→ **EXERCISE DIRECTIONS**: Every line in the data below that has the word "tree" should be returned.

→ **PROVIDED MATERIAL**:
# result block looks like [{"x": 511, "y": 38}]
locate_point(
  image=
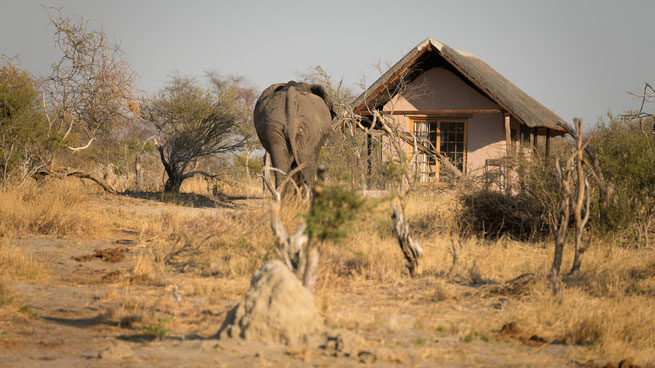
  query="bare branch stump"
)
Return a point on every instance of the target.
[{"x": 410, "y": 248}]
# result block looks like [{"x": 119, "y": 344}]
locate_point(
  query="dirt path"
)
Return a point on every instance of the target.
[{"x": 90, "y": 314}]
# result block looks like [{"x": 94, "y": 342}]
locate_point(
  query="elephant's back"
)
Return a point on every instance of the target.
[{"x": 273, "y": 107}]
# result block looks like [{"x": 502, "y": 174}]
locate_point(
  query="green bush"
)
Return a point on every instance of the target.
[{"x": 626, "y": 153}]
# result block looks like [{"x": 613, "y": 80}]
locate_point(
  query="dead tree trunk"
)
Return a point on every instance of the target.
[
  {"x": 66, "y": 171},
  {"x": 410, "y": 248},
  {"x": 564, "y": 214},
  {"x": 297, "y": 251},
  {"x": 138, "y": 172},
  {"x": 583, "y": 190}
]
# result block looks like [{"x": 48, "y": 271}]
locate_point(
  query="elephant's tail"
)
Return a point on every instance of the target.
[{"x": 292, "y": 121}]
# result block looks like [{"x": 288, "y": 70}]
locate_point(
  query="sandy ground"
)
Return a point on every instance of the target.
[{"x": 89, "y": 314}]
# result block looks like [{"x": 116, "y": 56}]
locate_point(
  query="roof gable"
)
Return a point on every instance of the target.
[{"x": 487, "y": 80}]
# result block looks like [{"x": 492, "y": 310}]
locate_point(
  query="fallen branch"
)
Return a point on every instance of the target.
[{"x": 63, "y": 172}]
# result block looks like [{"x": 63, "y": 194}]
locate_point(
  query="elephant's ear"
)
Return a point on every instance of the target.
[
  {"x": 269, "y": 91},
  {"x": 320, "y": 91}
]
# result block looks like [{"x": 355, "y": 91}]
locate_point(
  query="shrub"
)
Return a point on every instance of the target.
[
  {"x": 626, "y": 152},
  {"x": 492, "y": 214}
]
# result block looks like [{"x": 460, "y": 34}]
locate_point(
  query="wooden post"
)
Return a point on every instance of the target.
[
  {"x": 535, "y": 140},
  {"x": 547, "y": 143},
  {"x": 138, "y": 172},
  {"x": 508, "y": 147},
  {"x": 368, "y": 160}
]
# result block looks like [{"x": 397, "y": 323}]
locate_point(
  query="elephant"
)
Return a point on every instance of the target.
[{"x": 293, "y": 121}]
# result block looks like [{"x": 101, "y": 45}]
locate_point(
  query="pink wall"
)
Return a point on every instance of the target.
[{"x": 440, "y": 89}]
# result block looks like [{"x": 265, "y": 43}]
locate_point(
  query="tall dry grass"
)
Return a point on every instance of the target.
[
  {"x": 16, "y": 264},
  {"x": 58, "y": 207},
  {"x": 609, "y": 307}
]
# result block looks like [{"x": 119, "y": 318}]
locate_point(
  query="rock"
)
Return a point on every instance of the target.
[
  {"x": 343, "y": 343},
  {"x": 276, "y": 308},
  {"x": 116, "y": 352}
]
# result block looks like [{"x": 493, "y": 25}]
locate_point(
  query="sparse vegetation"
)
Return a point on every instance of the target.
[{"x": 187, "y": 257}]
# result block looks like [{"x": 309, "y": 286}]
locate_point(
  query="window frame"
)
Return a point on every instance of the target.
[{"x": 438, "y": 121}]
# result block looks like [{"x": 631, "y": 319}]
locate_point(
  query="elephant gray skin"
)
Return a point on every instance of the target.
[{"x": 293, "y": 121}]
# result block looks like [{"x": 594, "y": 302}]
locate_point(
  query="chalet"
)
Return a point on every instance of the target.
[{"x": 468, "y": 111}]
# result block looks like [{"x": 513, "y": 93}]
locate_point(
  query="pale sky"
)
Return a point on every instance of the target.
[{"x": 578, "y": 58}]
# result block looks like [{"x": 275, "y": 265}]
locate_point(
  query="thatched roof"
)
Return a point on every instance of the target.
[{"x": 473, "y": 70}]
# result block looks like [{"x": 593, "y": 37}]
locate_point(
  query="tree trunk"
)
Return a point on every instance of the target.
[
  {"x": 138, "y": 172},
  {"x": 579, "y": 201},
  {"x": 247, "y": 161},
  {"x": 173, "y": 184}
]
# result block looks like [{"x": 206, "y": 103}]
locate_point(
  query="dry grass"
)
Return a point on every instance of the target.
[
  {"x": 55, "y": 208},
  {"x": 609, "y": 309},
  {"x": 16, "y": 264}
]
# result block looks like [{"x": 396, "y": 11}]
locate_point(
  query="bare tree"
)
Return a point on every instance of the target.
[
  {"x": 22, "y": 125},
  {"x": 90, "y": 87},
  {"x": 570, "y": 193},
  {"x": 646, "y": 96},
  {"x": 330, "y": 209},
  {"x": 244, "y": 97},
  {"x": 581, "y": 194},
  {"x": 192, "y": 122}
]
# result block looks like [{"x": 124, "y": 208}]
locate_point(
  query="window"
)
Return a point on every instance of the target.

→ **RESULT OF THE TASK**:
  query="dead tree trunk"
  query="tree trunk"
  query="bare tree"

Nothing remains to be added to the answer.